(Dataset entries)
━━━
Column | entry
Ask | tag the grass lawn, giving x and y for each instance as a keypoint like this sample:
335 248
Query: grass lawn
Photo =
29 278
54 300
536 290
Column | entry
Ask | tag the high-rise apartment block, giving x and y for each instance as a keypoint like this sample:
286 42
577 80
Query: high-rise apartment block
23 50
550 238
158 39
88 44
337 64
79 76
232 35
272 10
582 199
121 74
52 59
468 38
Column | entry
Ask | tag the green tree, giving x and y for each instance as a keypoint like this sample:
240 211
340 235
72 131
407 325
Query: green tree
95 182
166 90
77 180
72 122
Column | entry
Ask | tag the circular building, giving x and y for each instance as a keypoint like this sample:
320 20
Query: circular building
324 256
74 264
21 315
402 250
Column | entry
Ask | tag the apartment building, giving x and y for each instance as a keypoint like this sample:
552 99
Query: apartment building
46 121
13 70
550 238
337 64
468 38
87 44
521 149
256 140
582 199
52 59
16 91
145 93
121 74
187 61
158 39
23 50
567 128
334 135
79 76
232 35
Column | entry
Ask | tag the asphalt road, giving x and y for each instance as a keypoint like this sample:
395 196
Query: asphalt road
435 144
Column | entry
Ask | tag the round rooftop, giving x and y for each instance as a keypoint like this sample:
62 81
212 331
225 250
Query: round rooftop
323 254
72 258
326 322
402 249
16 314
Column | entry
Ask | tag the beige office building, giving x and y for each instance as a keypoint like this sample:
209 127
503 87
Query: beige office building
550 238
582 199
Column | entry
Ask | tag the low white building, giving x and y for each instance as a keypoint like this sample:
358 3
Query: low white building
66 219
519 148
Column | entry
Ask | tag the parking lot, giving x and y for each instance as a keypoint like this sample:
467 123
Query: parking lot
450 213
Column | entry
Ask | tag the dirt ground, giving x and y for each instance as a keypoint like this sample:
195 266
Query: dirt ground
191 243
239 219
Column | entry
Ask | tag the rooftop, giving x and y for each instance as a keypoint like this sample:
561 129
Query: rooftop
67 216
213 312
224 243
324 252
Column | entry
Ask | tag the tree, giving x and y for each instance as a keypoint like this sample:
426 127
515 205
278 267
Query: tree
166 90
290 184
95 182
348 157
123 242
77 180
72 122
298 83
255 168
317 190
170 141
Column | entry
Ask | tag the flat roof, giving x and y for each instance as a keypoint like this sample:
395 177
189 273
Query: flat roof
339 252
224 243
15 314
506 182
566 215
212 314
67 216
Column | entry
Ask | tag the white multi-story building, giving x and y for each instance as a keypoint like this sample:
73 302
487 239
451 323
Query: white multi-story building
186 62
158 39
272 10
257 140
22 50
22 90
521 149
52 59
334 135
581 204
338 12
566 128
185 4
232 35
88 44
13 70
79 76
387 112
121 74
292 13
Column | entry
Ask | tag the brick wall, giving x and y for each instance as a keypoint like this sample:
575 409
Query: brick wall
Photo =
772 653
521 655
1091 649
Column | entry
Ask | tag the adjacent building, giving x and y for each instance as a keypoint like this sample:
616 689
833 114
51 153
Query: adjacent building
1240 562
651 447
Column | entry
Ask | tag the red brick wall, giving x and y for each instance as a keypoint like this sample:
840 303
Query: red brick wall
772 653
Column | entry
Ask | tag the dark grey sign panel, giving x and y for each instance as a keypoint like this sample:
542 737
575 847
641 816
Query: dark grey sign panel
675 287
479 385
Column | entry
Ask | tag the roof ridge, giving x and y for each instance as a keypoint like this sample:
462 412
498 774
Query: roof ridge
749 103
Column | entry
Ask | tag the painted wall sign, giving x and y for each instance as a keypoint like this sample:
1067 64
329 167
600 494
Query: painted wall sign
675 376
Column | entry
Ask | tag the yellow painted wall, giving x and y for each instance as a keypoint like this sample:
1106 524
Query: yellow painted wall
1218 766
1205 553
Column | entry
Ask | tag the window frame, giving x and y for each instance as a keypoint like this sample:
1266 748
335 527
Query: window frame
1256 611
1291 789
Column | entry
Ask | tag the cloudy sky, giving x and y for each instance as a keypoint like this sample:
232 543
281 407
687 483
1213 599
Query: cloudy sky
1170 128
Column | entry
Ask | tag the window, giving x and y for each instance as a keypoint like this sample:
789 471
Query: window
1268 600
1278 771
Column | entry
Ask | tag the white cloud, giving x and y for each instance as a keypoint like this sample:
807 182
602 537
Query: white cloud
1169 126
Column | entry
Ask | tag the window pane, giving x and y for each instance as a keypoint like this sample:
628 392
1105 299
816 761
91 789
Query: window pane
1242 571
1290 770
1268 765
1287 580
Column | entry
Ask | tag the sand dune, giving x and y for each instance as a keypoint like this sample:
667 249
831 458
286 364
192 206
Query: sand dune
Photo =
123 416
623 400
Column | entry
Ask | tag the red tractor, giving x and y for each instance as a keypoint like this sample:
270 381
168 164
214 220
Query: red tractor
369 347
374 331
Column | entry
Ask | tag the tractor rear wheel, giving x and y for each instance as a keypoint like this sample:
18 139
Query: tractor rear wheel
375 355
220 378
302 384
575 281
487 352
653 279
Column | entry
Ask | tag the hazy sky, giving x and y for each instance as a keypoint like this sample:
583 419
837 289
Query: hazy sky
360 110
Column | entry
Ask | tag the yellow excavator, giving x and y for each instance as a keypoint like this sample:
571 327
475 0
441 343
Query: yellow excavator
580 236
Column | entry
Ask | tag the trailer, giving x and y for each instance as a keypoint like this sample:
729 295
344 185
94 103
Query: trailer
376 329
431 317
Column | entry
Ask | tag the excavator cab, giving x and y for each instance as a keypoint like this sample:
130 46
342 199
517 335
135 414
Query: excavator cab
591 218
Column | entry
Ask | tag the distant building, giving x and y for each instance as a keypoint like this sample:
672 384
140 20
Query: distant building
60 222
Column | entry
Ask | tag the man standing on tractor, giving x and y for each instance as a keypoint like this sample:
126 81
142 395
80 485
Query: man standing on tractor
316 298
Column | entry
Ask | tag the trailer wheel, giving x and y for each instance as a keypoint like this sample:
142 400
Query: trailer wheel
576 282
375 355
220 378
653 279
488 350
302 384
━━━
* **EXERCISE REQUIREMENTS**
Give back each record, exactly as it reads.

* **ANSWER BOX**
Column | entry
Ask | tag the grass lawn, giving x and y for each instance as a keypoint like this sample:
335 248
Query: grass lawn
Photo =
29 278
54 300
536 290
Column | entry
Ask | tag the high-rise apartment block, giving x and y for each instance as a keypoint like this sample:
286 42
577 80
Query: high-rise apartment block
23 50
550 238
158 39
88 44
337 64
79 76
232 35
272 10
582 199
121 74
52 59
468 38
Column | entry
Ask | tag the green tree, giving x and y for each instance as a keypoint like this sample:
240 211
340 235
72 131
407 325
Query: green tree
95 182
166 90
77 180
72 122
Column | entry
Ask | tag the circular building, giving x and y for each instance as a keypoint like this sample:
320 20
Query: circular building
324 256
74 264
21 315
402 250
Column | entry
Ask | tag the apartment building, giving x and y for each instance as a keypoint like this sample:
552 99
Query: apartment building
46 121
13 70
550 238
337 64
468 38
87 44
521 149
256 140
582 199
52 59
16 91
145 93
121 74
187 61
158 39
23 50
567 128
334 135
79 76
232 35
Column | entry
Ask | tag the asphalt road, giving x and y for each instance as a keypoint like this sample:
395 196
Query: asphalt road
435 144
Column | entry
Ask | tag the round rooftop, giving x and y for each instance as a keypoint like this sample:
62 81
212 331
225 250
Query: round rooftop
323 254
72 258
326 322
402 249
16 314
Column | entry
Ask | tag the beige office building, giving x and y for each instance as a keypoint like this sample:
209 127
503 87
Query: beige office building
550 238
582 199
Column | entry
Ask | tag the low white building, giving x and y for each instance as a keypoint like this sample:
358 3
Query: low white building
66 219
519 148
Column | entry
Ask | tag the parking lot, giving x and y for each instance as a keypoint like this sample:
467 123
Query: parking lot
450 213
Column | entry
Ask | tag the dirt ground, giving x and y for each instance as a keypoint like this sample:
195 266
Query: dirt ground
191 243
239 219
Column | entry
Ask | tag the rooftop, giving x and y for each instance as a keypoint like this sample:
561 129
Query: rooftop
67 216
213 312
224 243
324 252
Column | entry
Ask | tag the tree, giving x and y for each instance as a keypoint like this sample:
426 127
515 205
278 267
Query: tree
166 90
290 184
95 182
348 157
123 242
77 180
72 122
298 83
255 168
317 190
170 141
Column | entry
Ask | tag the flat roof, giving x and y for each instance as a keypoint like this sample:
395 177
189 273
Query: flat roof
339 252
224 243
15 314
506 182
566 215
212 314
67 216
Column | entry
Ask | tag the white multi-story building, giving x and y for each instance as a keypoint like this sample:
73 302
487 239
451 323
Query: white multi-story building
186 62
158 39
272 10
257 140
22 50
22 90
521 149
52 59
334 135
581 204
338 12
566 128
185 4
232 35
88 44
13 70
79 76
387 112
121 74
292 13
Column | entry
Ask | tag the brick wall, giving x and y for each instance as a keypoint like this sample:
575 409
Query: brick wall
Photo =
772 653
521 655
1091 649
Column | entry
Ask | tag the adjacent building, giving x and y for each instance as a keypoint like this sample:
616 689
833 114
51 153
Query: adjacent building
1240 562
651 447
Column | entry
Ask | tag the red brick wall, giving x and y for each instance as a keypoint like this sample:
840 303
Query: red brick wall
772 653
Column | entry
Ask | tag the dark grey sign panel, giving x and y for each instance as a keypoint like this sample:
542 737
575 847
641 816
Query: dark grey sign panel
675 287
479 385
Column | entry
Ask | tag the roof ridge, giving x and y for each instance as a keypoint like this sample:
462 412
498 774
Query: roof ridge
749 103
Column | entry
Ask | tag the painted wall sign, giving x and y for each instance as a keypoint like this sample:
1067 64
329 167
600 494
Query: painted wall sign
675 376
Column | entry
Ask | tag the yellow painted wall, giving x and y for each instance as a keypoint like this sample:
1106 524
Query: yellow painted wall
1218 766
1205 553
Column | entry
Ask | tag the window frame, giving x and y for each instance as a keypoint like this sample:
1266 748
335 527
Query: window frame
1256 611
1291 789
Column | entry
Ask | tag the cloudy sky, giving x and y for each instance as a keypoint like this sample:
232 543
281 407
687 483
1213 599
Query: cloudy sky
1170 128
Column | entry
Ask | tag the window, giving x and y for each instance as a keypoint like this sample:
789 471
Query: window
1268 600
1278 771
Column | entry
Ask | tag the white cloud, giving x and y for each instance as a keypoint like this sample:
807 182
602 537
Query: white cloud
1169 126
Column | entry
Ask | tag the window pane, giving x and y for each instance as a keypoint like this sample:
628 392
1105 299
816 761
91 789
Query: window pane
1242 571
1290 770
1268 765
1287 580
Column | entry
Ask | tag the sand dune, giving x and y for each instance as a keypoint like this sample:
667 249
831 458
286 364
192 206
Query: sand dune
Photo =
123 416
623 400
Column | entry
Ask | tag the red tractor, giving x and y for each instance as a keypoint like this sample:
270 381
168 164
214 220
Query: red tractor
369 347
374 331
Column | entry
Ask | tag the tractor rear wheel, giving x and y for each instance as a keypoint like this sample:
18 139
Query: tractor rear wheel
375 355
220 378
302 384
575 281
487 352
653 279
Column | entry
Ask | tag the hazy sky, giving x and y for each instance as a keypoint like this sample:
583 419
837 289
Query: hazy sky
360 110
Column | entry
Ask | tag the yellow excavator, giving x and y for each instance as a keypoint like this sample:
571 327
475 0
441 343
Query: yellow excavator
580 236
Column | entry
Ask | tag the trailer, giving x and y for each instance as a keypoint like this sample:
729 295
344 185
94 103
Query: trailer
376 329
431 317
Column | entry
Ask | tag the excavator cab, giving x and y for each instance as a keypoint like this sample:
130 46
342 199
517 335
135 414
Query: excavator cab
591 218
Column | entry
Ask | tag the distant building, giving x and y for each instance as a keypoint like this sample:
672 384
140 20
Query: distant building
60 222
Column | entry
Ask | tag the man standing on tractor, giving x and y for each instance as a keypoint like this sample:
126 81
142 395
80 485
Query: man standing on tractor
316 298
Column | entry
Ask | tag the trailer wheel, giving x and y for each instance as a keypoint like this sample:
142 400
Query: trailer wheel
576 282
375 355
220 378
653 279
488 350
302 384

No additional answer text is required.